Entries shown>
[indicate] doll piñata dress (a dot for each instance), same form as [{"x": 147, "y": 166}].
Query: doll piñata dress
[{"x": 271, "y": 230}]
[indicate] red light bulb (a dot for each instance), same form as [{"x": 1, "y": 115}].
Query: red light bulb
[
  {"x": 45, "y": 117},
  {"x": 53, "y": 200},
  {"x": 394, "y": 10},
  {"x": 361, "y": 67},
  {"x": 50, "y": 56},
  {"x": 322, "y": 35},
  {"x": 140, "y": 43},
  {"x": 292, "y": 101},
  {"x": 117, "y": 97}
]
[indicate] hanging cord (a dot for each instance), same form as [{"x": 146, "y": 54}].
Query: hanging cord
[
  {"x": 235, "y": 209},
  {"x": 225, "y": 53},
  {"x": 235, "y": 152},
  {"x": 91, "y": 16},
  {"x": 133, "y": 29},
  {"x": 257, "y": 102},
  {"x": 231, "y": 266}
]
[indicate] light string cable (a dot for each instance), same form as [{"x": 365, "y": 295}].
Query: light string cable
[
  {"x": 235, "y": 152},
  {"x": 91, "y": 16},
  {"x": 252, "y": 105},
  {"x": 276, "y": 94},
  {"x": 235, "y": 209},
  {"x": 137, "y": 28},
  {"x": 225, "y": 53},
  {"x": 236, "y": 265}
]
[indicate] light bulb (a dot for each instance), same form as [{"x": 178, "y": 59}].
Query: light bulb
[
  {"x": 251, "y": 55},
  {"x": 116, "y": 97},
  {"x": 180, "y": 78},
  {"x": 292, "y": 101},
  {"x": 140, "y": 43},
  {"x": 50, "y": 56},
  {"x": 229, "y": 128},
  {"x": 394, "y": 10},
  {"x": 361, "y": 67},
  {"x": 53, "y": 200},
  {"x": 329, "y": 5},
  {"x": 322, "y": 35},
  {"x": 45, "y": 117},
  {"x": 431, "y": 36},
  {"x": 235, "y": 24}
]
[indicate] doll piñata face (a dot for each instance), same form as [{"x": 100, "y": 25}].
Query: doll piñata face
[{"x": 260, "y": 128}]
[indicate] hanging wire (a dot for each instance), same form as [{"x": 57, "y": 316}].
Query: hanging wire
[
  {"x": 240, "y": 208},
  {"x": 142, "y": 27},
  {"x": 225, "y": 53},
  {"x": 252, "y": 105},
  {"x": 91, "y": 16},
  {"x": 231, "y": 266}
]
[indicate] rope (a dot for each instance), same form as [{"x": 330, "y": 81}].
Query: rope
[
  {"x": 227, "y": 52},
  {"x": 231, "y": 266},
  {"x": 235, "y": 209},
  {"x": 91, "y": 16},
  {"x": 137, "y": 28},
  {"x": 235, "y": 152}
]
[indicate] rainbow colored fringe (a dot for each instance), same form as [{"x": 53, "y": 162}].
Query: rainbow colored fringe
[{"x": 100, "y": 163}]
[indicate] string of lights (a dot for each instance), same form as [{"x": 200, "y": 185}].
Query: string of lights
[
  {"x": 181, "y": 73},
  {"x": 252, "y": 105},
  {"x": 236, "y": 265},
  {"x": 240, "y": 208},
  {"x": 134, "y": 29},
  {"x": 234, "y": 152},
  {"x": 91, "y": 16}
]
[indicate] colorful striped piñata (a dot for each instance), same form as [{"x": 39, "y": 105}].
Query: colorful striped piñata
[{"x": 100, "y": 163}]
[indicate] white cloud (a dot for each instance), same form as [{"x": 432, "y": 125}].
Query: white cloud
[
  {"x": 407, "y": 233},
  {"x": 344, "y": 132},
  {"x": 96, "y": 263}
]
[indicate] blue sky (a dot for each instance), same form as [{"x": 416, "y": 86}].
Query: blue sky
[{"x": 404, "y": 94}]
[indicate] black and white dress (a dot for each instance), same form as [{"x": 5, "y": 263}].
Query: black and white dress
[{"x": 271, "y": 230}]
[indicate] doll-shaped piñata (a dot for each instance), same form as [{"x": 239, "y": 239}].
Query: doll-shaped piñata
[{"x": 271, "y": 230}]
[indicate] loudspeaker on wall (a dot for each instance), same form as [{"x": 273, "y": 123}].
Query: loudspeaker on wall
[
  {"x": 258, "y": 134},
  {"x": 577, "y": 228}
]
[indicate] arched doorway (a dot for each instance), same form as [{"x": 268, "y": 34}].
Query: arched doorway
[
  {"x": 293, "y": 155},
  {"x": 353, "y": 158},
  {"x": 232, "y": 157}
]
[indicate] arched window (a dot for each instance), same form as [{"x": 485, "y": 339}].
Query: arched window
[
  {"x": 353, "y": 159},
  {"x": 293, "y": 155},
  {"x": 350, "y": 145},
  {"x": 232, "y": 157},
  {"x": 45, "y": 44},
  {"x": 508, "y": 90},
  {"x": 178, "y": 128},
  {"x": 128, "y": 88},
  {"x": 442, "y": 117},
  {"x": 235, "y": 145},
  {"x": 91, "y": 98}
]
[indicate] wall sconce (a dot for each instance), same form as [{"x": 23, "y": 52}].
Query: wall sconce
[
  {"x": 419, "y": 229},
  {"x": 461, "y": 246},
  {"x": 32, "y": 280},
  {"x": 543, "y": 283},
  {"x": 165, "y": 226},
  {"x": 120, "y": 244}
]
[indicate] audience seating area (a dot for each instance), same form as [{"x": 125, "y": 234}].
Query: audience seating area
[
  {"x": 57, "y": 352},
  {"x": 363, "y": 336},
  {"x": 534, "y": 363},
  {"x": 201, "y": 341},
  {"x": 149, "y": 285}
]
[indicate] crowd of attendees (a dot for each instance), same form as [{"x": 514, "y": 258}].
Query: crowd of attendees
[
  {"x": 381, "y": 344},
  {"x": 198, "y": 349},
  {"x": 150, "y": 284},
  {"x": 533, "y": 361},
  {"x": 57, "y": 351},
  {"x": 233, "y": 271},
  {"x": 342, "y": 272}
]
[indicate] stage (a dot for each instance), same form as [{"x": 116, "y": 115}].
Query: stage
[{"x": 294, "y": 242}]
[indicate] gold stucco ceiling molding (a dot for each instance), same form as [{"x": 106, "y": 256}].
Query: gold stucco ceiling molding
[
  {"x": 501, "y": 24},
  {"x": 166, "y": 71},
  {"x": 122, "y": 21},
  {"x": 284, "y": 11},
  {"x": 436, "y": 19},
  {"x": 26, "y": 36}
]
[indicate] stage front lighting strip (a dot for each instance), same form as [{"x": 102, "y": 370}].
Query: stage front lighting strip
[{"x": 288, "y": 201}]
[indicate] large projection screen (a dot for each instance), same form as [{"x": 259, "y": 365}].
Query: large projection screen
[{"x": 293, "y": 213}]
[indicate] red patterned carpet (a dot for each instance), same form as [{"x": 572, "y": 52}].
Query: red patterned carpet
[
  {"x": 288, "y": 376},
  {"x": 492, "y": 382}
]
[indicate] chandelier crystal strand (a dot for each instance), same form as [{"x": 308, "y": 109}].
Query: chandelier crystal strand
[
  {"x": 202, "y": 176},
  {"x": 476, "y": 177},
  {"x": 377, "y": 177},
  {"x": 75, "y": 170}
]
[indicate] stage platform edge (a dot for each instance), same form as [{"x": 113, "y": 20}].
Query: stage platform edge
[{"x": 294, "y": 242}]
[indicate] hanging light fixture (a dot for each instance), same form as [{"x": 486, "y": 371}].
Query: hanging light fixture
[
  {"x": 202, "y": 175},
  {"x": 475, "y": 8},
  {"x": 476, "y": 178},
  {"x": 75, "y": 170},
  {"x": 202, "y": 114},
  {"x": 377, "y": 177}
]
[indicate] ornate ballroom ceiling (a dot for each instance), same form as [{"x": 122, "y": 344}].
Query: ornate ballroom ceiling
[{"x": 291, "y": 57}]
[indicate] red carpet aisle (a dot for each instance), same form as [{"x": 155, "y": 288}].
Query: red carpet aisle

What to do>
Set down the entries again exactly as they are.

Solution to the problem>
[indicate] doll piñata dress (a dot for each instance), same form as [{"x": 147, "y": 166}].
Query: doll piñata dress
[{"x": 271, "y": 230}]
[indicate] red light bulb (a dot for each instance), same form as [{"x": 1, "y": 115}].
Query: red light bulb
[
  {"x": 45, "y": 117},
  {"x": 53, "y": 200},
  {"x": 394, "y": 10},
  {"x": 361, "y": 67},
  {"x": 50, "y": 56},
  {"x": 322, "y": 35},
  {"x": 140, "y": 43},
  {"x": 292, "y": 101},
  {"x": 117, "y": 97}
]
[indicate] hanging cord (a dot for each instance), same form as [{"x": 146, "y": 54}].
Query: hanging cord
[
  {"x": 235, "y": 209},
  {"x": 225, "y": 53},
  {"x": 235, "y": 152},
  {"x": 91, "y": 16},
  {"x": 133, "y": 29},
  {"x": 257, "y": 102},
  {"x": 231, "y": 266}
]
[indicate] light string cable (a dot for each instance), same form as [{"x": 365, "y": 295}].
Query: light string cable
[
  {"x": 235, "y": 152},
  {"x": 91, "y": 16},
  {"x": 252, "y": 105},
  {"x": 276, "y": 94},
  {"x": 235, "y": 209},
  {"x": 137, "y": 28},
  {"x": 225, "y": 53},
  {"x": 236, "y": 265}
]
[indicate] light bulb (a dot for each instance), same form as [{"x": 178, "y": 59}].
Query: light bulb
[
  {"x": 251, "y": 55},
  {"x": 116, "y": 97},
  {"x": 180, "y": 78},
  {"x": 292, "y": 101},
  {"x": 140, "y": 43},
  {"x": 50, "y": 56},
  {"x": 229, "y": 128},
  {"x": 394, "y": 10},
  {"x": 361, "y": 67},
  {"x": 53, "y": 200},
  {"x": 329, "y": 5},
  {"x": 322, "y": 35},
  {"x": 45, "y": 117},
  {"x": 431, "y": 36},
  {"x": 235, "y": 24}
]
[indicate] doll piñata face (a dot for each instance), same form as [{"x": 100, "y": 25}].
Query: doll piñata face
[{"x": 260, "y": 128}]
[indicate] hanging wire (a dot for each instance), same form as [{"x": 57, "y": 316}].
Query: hanging wire
[
  {"x": 240, "y": 208},
  {"x": 142, "y": 27},
  {"x": 225, "y": 53},
  {"x": 252, "y": 105},
  {"x": 91, "y": 16},
  {"x": 231, "y": 266}
]
[indicate] rope (a dot for each instance), same form as [{"x": 330, "y": 81}].
Query: rope
[
  {"x": 227, "y": 52},
  {"x": 231, "y": 266},
  {"x": 235, "y": 209},
  {"x": 91, "y": 16},
  {"x": 137, "y": 28},
  {"x": 235, "y": 152}
]
[indicate] rainbow colored fringe (a dot for each instance), same form as [{"x": 53, "y": 162}].
Query: rainbow colored fringe
[{"x": 100, "y": 163}]
[indicate] string of lights (a dot for each instance), same form as [{"x": 200, "y": 185}].
Query: string of lights
[
  {"x": 181, "y": 73},
  {"x": 252, "y": 105},
  {"x": 236, "y": 265},
  {"x": 240, "y": 208},
  {"x": 134, "y": 29},
  {"x": 234, "y": 152},
  {"x": 91, "y": 16}
]
[indicate] colorful striped piñata (a dot for each instance), same form as [{"x": 39, "y": 105}].
Query: colorful striped piñata
[{"x": 100, "y": 163}]
[indicate] white cloud (a dot for each instance), same form as [{"x": 432, "y": 125}].
Query: white cloud
[
  {"x": 407, "y": 233},
  {"x": 344, "y": 132},
  {"x": 96, "y": 263}
]
[indicate] blue sky (a dot for each instance), same form as [{"x": 416, "y": 86}].
Query: blue sky
[{"x": 404, "y": 94}]
[indicate] black and white dress (a dot for each instance), same form as [{"x": 5, "y": 263}].
Query: black and white dress
[{"x": 271, "y": 230}]
[indicate] doll-shaped piñata (a dot for each instance), same form as [{"x": 239, "y": 239}].
Query: doll-shaped piñata
[{"x": 271, "y": 230}]
[indicate] loudspeaker on wall (a dot for each instance), same form as [{"x": 273, "y": 123}].
Query: loudspeaker on wall
[
  {"x": 258, "y": 134},
  {"x": 577, "y": 228}
]
[indicate] arched doorway (a dot for each instance), same form as [{"x": 268, "y": 34}].
Query: arched doorway
[
  {"x": 293, "y": 155},
  {"x": 353, "y": 158},
  {"x": 232, "y": 157}
]
[indicate] arched window (a dot for each instance), same form as [{"x": 485, "y": 339}].
Query: arched window
[
  {"x": 353, "y": 159},
  {"x": 293, "y": 155},
  {"x": 350, "y": 145},
  {"x": 232, "y": 157},
  {"x": 45, "y": 44},
  {"x": 508, "y": 90},
  {"x": 178, "y": 128},
  {"x": 128, "y": 88},
  {"x": 442, "y": 117},
  {"x": 235, "y": 145},
  {"x": 91, "y": 98}
]
[indicate] wall sconce (a dot for each instance), same form as [{"x": 23, "y": 52}].
Query: wall sconce
[
  {"x": 419, "y": 229},
  {"x": 461, "y": 246},
  {"x": 32, "y": 280},
  {"x": 543, "y": 283},
  {"x": 165, "y": 226},
  {"x": 120, "y": 244}
]
[indicate] audience seating area (a dot for each instance), same form as [{"x": 125, "y": 234}].
Query: audience seating area
[
  {"x": 57, "y": 352},
  {"x": 363, "y": 336},
  {"x": 534, "y": 363},
  {"x": 201, "y": 341},
  {"x": 149, "y": 285}
]
[indicate] crowd of attendees (a dot for each instance), same form as [{"x": 514, "y": 258}].
Query: crowd of attendees
[
  {"x": 381, "y": 344},
  {"x": 198, "y": 349},
  {"x": 150, "y": 284},
  {"x": 533, "y": 361},
  {"x": 57, "y": 351},
  {"x": 233, "y": 271},
  {"x": 342, "y": 272}
]
[indicate] stage (a dot for each instance), same form as [{"x": 116, "y": 115}].
Query: stage
[{"x": 294, "y": 242}]
[indicate] gold stucco ceiling molding (a dot for each instance), same form as [{"x": 106, "y": 256}].
Query: gold stucco ceiling molding
[
  {"x": 501, "y": 24},
  {"x": 166, "y": 71},
  {"x": 122, "y": 21},
  {"x": 284, "y": 11},
  {"x": 436, "y": 19},
  {"x": 26, "y": 36}
]
[indicate] stage front lighting strip (a dot for each instance), same form as [{"x": 102, "y": 370}].
Query: stage front lighting strip
[{"x": 288, "y": 201}]
[indicate] large projection screen (a dot for each instance), same form as [{"x": 259, "y": 365}].
Query: large projection screen
[{"x": 293, "y": 213}]
[indicate] red patterned carpet (a dot for each instance), same form as [{"x": 572, "y": 52}].
Query: red patterned carpet
[
  {"x": 288, "y": 376},
  {"x": 492, "y": 382}
]
[indicate] chandelier crystal strand (a dot for each instance), same form as [{"x": 308, "y": 109}].
Query: chandelier crystal strand
[
  {"x": 202, "y": 176},
  {"x": 476, "y": 177},
  {"x": 377, "y": 177},
  {"x": 75, "y": 170}
]
[indicate] stage platform edge (a dot for each instance), same form as [{"x": 113, "y": 20}].
Query: stage platform edge
[{"x": 294, "y": 242}]
[indicate] hanging light fixture (a dot for each instance), same form as [{"x": 486, "y": 371}].
Query: hanging light fixture
[
  {"x": 202, "y": 175},
  {"x": 475, "y": 8},
  {"x": 476, "y": 178},
  {"x": 75, "y": 170},
  {"x": 202, "y": 114},
  {"x": 377, "y": 177}
]
[indicate] ornate ballroom ceiling (a dot for each instance), same form as [{"x": 122, "y": 344}].
Query: ornate ballroom ceiling
[{"x": 291, "y": 57}]
[indicate] red carpet aisle (a dot for each instance), same form as [{"x": 155, "y": 288}].
Query: red carpet aisle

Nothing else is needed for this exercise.